- Given request -
Extract each line of the material below that contains the string "navy". The match is case-sensitive.

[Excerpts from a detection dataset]
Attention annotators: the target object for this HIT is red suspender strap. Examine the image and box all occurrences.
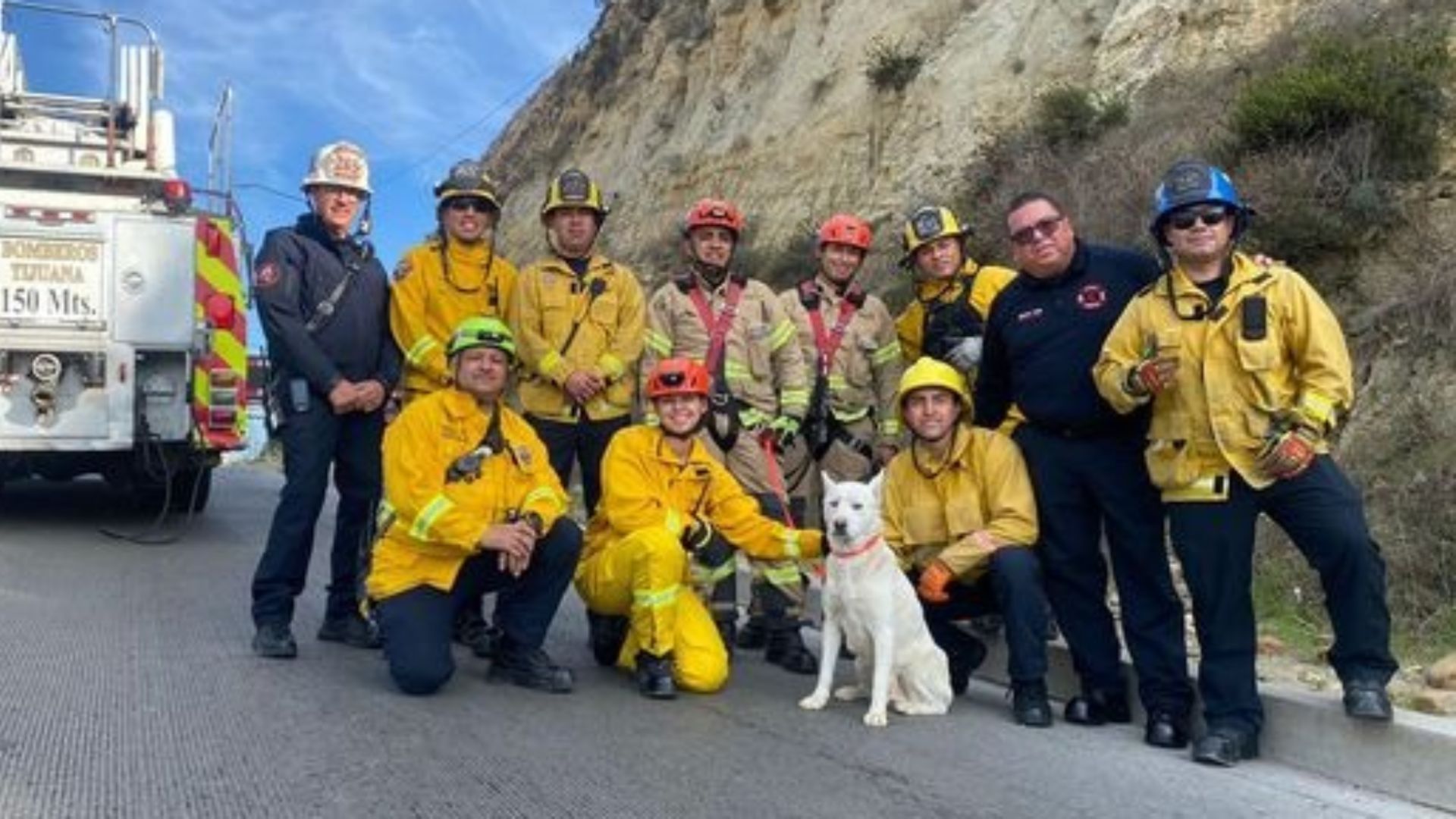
[687,278,742,378]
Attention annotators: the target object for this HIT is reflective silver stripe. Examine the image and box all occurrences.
[1299,391,1335,431]
[410,495,454,541]
[632,583,682,609]
[763,563,799,586]
[692,560,738,586]
[374,500,397,535]
[869,341,901,364]
[521,487,566,512]
[783,529,799,558]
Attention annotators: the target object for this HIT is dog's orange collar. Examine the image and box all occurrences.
[833,535,883,560]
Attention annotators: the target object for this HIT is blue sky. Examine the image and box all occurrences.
[6,0,598,347]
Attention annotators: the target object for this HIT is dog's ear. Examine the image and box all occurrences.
[869,469,885,504]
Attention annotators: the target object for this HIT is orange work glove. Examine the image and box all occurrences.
[1122,350,1178,397]
[1260,427,1320,481]
[916,560,956,604]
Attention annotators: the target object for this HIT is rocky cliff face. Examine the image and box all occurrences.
[488,0,1444,272]
[488,0,1456,648]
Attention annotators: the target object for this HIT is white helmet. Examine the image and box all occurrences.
[301,141,374,196]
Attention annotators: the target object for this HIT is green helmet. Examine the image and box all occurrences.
[446,316,516,362]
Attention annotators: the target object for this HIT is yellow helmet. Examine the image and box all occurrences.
[541,168,610,220]
[299,141,373,196]
[900,206,971,265]
[896,356,971,422]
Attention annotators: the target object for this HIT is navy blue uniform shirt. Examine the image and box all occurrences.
[253,214,400,395]
[975,240,1159,436]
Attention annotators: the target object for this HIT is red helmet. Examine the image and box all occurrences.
[818,213,874,253]
[682,199,744,237]
[646,359,709,400]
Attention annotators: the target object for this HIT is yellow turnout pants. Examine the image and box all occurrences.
[576,526,728,694]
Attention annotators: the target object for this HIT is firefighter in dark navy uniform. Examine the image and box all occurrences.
[252,141,399,659]
[975,193,1192,748]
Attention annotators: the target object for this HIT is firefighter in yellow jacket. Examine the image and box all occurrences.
[779,213,904,513]
[389,158,516,402]
[883,357,1051,727]
[507,169,646,516]
[576,359,821,699]
[1094,160,1396,767]
[367,318,581,695]
[389,158,516,657]
[896,206,1016,370]
[642,199,818,673]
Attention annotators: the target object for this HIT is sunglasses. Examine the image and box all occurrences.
[448,196,495,213]
[1168,207,1228,231]
[1010,213,1065,246]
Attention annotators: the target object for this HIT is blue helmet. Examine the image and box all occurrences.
[1149,158,1247,233]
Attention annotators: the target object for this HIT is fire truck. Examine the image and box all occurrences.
[0,0,247,510]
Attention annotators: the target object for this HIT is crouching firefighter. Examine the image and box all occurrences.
[367,316,581,695]
[779,213,904,510]
[642,199,818,673]
[576,359,821,699]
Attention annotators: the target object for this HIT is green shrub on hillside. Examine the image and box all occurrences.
[1228,33,1451,177]
[864,38,924,93]
[1032,86,1127,147]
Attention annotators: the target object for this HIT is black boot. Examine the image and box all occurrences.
[253,623,299,661]
[636,651,677,699]
[1062,688,1133,726]
[1010,679,1051,729]
[318,612,384,648]
[485,640,575,694]
[587,609,629,666]
[763,620,818,673]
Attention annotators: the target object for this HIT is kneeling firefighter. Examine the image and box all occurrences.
[576,359,821,699]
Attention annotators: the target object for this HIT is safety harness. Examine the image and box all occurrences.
[676,272,747,452]
[798,278,875,460]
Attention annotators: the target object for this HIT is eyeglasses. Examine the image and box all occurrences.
[450,196,495,213]
[1168,207,1228,231]
[1010,213,1065,246]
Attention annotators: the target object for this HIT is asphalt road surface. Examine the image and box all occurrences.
[0,466,1437,819]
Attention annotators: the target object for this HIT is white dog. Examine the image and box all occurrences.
[799,474,952,726]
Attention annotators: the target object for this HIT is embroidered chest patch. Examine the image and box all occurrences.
[1078,281,1106,310]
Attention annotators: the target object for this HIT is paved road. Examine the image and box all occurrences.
[0,466,1436,819]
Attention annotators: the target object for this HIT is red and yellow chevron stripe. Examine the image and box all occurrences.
[192,215,247,450]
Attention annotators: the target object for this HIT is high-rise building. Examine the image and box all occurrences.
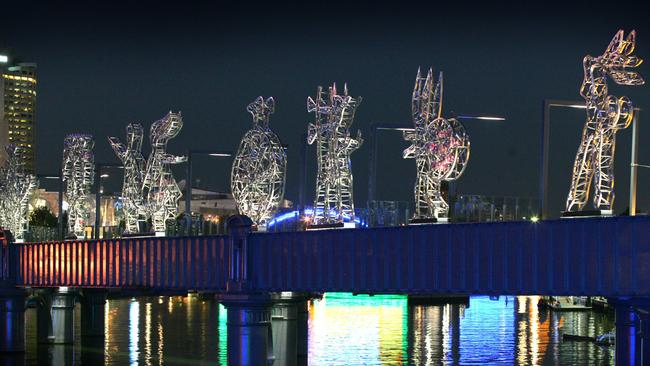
[0,54,36,172]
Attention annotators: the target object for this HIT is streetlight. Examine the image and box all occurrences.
[368,112,506,201]
[539,99,645,220]
[185,150,233,215]
[93,163,124,240]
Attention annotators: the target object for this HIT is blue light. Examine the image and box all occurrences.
[267,208,368,227]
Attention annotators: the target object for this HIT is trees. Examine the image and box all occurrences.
[29,206,57,228]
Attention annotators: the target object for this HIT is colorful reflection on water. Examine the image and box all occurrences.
[6,293,614,365]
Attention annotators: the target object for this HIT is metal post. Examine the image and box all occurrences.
[368,124,377,207]
[298,133,307,214]
[93,164,102,240]
[185,150,192,215]
[630,109,640,216]
[57,171,65,240]
[539,99,551,220]
[0,288,26,353]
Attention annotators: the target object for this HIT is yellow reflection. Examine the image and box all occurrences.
[158,319,164,366]
[144,302,151,366]
[129,300,140,365]
[309,294,406,364]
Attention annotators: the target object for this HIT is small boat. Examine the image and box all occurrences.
[540,296,591,311]
[591,296,611,310]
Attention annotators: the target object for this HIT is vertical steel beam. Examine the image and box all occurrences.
[185,150,192,214]
[630,109,640,216]
[539,99,551,220]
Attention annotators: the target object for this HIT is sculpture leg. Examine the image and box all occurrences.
[431,179,449,219]
[413,159,433,219]
[566,126,595,211]
[594,129,616,210]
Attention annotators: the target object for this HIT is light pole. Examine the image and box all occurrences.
[93,163,124,240]
[630,108,650,216]
[185,150,233,215]
[539,99,645,219]
[368,112,506,201]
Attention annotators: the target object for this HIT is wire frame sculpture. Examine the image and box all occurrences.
[230,97,287,227]
[62,134,95,237]
[566,30,645,212]
[142,112,187,232]
[403,69,470,220]
[108,123,146,234]
[307,84,363,225]
[0,145,37,240]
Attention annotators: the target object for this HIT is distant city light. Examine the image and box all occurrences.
[456,116,506,121]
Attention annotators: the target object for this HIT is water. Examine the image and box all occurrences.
[0,294,614,365]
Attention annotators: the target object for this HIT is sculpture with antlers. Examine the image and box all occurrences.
[230,97,287,228]
[307,84,363,225]
[403,69,470,220]
[108,123,145,234]
[566,30,645,213]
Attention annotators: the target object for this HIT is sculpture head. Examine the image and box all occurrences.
[411,68,443,127]
[246,96,275,128]
[593,29,645,85]
[149,111,183,145]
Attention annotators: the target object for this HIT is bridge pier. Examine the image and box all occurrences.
[611,299,650,366]
[219,294,274,366]
[81,289,108,337]
[0,288,25,352]
[36,287,76,344]
[271,292,308,366]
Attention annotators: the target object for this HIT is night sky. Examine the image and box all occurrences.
[0,2,650,214]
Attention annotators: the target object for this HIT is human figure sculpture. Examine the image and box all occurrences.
[142,112,189,232]
[62,134,95,238]
[108,123,145,234]
[0,144,37,240]
[566,30,645,214]
[403,69,470,221]
[230,97,287,229]
[307,84,363,225]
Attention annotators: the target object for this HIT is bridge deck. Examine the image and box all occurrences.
[6,216,650,297]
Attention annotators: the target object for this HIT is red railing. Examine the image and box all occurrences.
[16,236,229,291]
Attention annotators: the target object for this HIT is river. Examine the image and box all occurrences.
[0,293,614,365]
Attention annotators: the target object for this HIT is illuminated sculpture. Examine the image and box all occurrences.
[62,134,95,237]
[108,123,146,234]
[142,112,187,232]
[566,30,644,213]
[0,145,37,240]
[230,97,287,227]
[403,69,470,221]
[307,84,363,225]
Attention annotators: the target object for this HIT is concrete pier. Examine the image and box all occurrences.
[37,287,76,344]
[0,288,25,352]
[220,294,274,366]
[80,289,108,337]
[608,298,650,366]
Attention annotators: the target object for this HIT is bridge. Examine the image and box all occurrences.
[0,216,650,364]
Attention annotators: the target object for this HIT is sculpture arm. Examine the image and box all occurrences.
[163,154,187,164]
[307,123,318,145]
[108,137,126,161]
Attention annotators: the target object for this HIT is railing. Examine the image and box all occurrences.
[248,216,650,296]
[16,236,229,291]
[451,195,539,222]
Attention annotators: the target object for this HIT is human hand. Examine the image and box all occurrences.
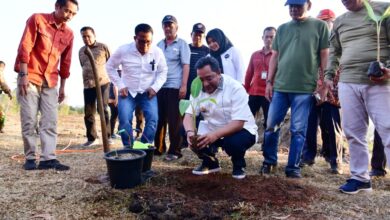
[179,86,187,99]
[146,88,157,99]
[18,75,30,96]
[119,87,129,97]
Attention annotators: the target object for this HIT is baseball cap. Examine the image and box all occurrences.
[192,23,206,33]
[162,15,177,24]
[317,9,336,20]
[284,0,307,5]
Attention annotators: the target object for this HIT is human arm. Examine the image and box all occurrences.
[265,50,279,101]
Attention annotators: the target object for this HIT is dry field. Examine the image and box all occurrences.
[0,114,390,219]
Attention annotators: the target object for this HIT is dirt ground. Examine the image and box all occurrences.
[0,114,390,219]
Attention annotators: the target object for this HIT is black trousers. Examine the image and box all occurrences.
[302,99,343,164]
[84,83,111,141]
[192,129,256,168]
[154,88,182,156]
[248,95,270,129]
[371,130,386,172]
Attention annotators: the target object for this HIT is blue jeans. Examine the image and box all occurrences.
[118,92,158,147]
[263,91,312,173]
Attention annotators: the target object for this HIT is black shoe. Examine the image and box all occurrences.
[259,163,276,175]
[370,169,386,177]
[23,160,37,170]
[232,167,245,180]
[38,159,70,171]
[299,160,314,168]
[330,164,343,174]
[286,172,302,179]
[192,163,221,175]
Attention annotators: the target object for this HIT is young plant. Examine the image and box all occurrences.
[179,77,217,137]
[363,0,390,77]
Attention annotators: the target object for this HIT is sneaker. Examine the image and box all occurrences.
[299,160,314,168]
[81,139,99,147]
[232,167,245,180]
[192,163,221,175]
[165,154,179,161]
[339,179,372,194]
[23,160,37,170]
[330,164,343,174]
[37,159,70,171]
[111,134,121,139]
[370,169,386,177]
[259,163,276,175]
[286,172,302,179]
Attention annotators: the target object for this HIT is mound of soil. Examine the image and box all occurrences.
[129,169,319,219]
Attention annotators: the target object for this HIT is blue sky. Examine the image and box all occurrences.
[0,0,362,106]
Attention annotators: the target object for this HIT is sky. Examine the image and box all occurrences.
[0,0,378,107]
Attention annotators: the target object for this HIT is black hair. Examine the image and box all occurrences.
[134,24,153,35]
[195,56,221,74]
[80,26,95,34]
[263,26,276,35]
[56,0,79,10]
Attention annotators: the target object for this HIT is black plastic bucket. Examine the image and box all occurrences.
[104,149,146,189]
[142,146,156,173]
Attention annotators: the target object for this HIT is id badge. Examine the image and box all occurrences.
[261,71,267,80]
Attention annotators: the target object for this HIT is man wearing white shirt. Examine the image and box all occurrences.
[106,24,168,147]
[183,56,257,179]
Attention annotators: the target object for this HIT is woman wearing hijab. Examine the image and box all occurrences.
[206,28,245,82]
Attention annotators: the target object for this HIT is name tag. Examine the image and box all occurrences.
[261,71,267,80]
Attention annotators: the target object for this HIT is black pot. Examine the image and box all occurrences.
[104,149,146,189]
[367,61,385,77]
[142,147,156,173]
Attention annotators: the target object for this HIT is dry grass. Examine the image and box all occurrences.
[0,112,390,219]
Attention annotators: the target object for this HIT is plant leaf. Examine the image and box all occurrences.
[363,0,380,23]
[179,99,191,116]
[196,98,217,106]
[191,76,202,98]
[380,6,390,20]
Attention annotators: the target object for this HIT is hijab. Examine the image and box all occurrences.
[206,28,233,73]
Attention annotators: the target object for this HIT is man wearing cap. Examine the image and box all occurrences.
[325,0,390,194]
[300,9,343,174]
[154,15,191,161]
[260,0,329,178]
[244,27,276,133]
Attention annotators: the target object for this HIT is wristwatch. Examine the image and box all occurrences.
[18,72,28,78]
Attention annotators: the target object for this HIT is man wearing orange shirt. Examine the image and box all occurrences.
[14,0,78,171]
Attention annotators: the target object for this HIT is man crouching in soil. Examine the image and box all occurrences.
[183,57,257,179]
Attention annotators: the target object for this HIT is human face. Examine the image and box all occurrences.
[289,2,311,21]
[163,22,179,40]
[54,1,78,24]
[341,0,364,11]
[207,37,219,52]
[81,29,96,46]
[262,30,276,49]
[134,32,153,55]
[197,65,221,94]
[191,32,204,47]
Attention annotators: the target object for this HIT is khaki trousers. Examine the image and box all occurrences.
[17,83,58,161]
[339,83,390,182]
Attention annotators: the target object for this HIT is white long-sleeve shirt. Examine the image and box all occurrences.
[106,42,168,97]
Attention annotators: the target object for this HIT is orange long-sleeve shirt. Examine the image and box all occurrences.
[14,13,74,88]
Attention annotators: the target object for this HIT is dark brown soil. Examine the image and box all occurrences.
[129,169,319,219]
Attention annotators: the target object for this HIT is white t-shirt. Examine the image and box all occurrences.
[186,74,257,136]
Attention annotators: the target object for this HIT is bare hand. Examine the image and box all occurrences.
[265,83,273,101]
[198,133,218,149]
[179,86,187,99]
[146,88,157,99]
[119,87,129,97]
[58,86,65,103]
[18,76,30,96]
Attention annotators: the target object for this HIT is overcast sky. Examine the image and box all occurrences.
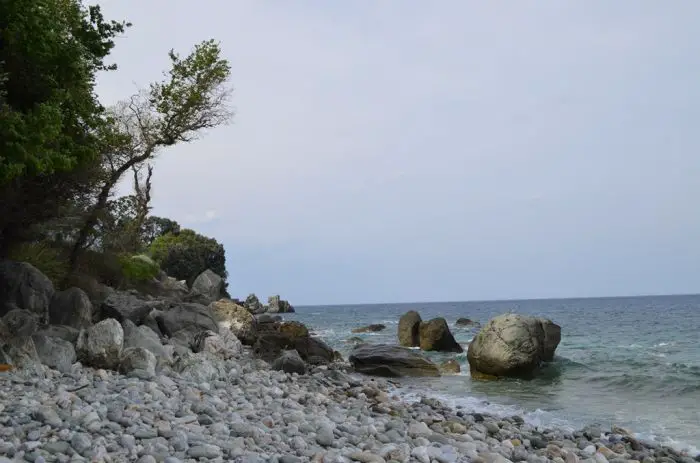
[99,0,700,305]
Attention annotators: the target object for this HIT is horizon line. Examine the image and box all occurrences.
[295,293,700,307]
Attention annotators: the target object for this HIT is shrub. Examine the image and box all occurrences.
[9,241,68,286]
[150,229,227,286]
[120,255,160,283]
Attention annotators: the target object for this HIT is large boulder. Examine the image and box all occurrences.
[209,299,256,346]
[49,287,92,329]
[0,309,41,369]
[0,260,54,321]
[100,291,166,325]
[267,295,294,313]
[398,310,422,347]
[122,320,172,364]
[243,294,265,315]
[253,322,337,365]
[419,318,464,352]
[192,269,224,301]
[349,344,440,377]
[77,318,124,370]
[467,314,561,378]
[271,350,306,375]
[155,302,219,337]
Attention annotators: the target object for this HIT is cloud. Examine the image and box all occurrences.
[99,0,700,302]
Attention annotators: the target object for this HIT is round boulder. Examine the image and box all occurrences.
[467,314,561,378]
[419,318,464,353]
[398,310,422,347]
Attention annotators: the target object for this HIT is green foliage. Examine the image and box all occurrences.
[9,242,68,282]
[150,229,228,285]
[120,255,160,283]
[0,0,129,185]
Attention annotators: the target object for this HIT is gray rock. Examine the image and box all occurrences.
[122,320,172,364]
[398,310,422,347]
[0,260,54,321]
[119,347,156,375]
[467,314,561,377]
[349,344,440,377]
[156,302,219,337]
[32,334,76,373]
[316,423,334,447]
[100,291,165,325]
[192,269,224,301]
[187,444,221,458]
[49,288,93,329]
[77,318,124,369]
[271,350,306,375]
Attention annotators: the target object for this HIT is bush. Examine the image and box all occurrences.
[8,241,68,286]
[120,255,160,283]
[150,229,228,286]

- Completed task -
Attention annotators: the target object for this HIT is navy blue uniform shirt. Examine the image and box all occurrences.
Attention annotators: the target object for this HIT is firefighter in dark navy uniform. Examine the image and box all occurrences.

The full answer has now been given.